GIVEN PROBLEM: Turn the data into a JSON list of strings, one string per line, with blank lines left out. Begin at the line that has "q: white field line" and stop after the line that has "top-left (188, 256), bottom-right (480, 320)".

ITEMS:
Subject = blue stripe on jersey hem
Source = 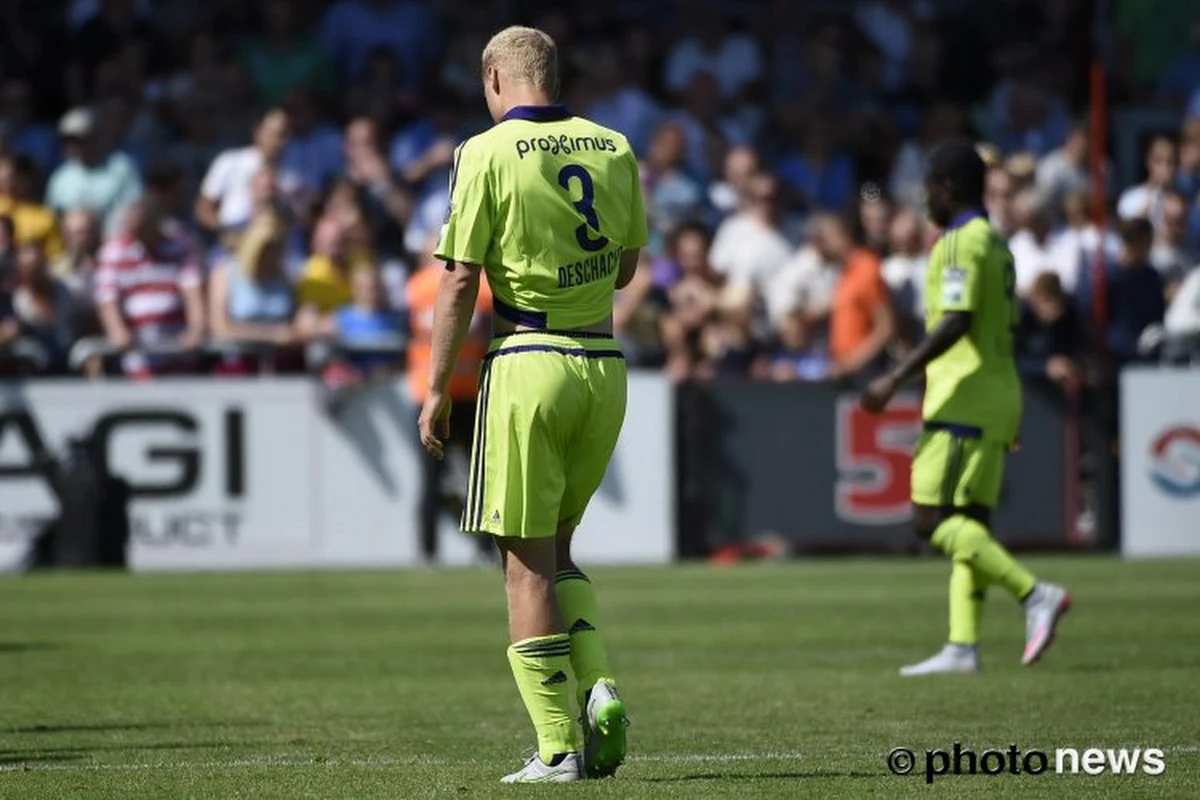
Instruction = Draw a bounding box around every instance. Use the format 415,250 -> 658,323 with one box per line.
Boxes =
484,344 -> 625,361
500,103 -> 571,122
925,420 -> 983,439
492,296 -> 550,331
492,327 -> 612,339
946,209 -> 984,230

---

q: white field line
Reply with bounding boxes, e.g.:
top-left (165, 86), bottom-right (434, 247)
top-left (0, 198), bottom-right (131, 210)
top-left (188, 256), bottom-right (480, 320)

SOLUTION TO THE PROBLEM:
[
  "q: white field line",
  "Reply with bounding boxes, e.g.:",
  "top-left (165, 86), bottom-right (434, 247)",
  "top-left (0, 198), bottom-right (131, 210)",
  "top-left (188, 256), bottom-right (480, 320)"
]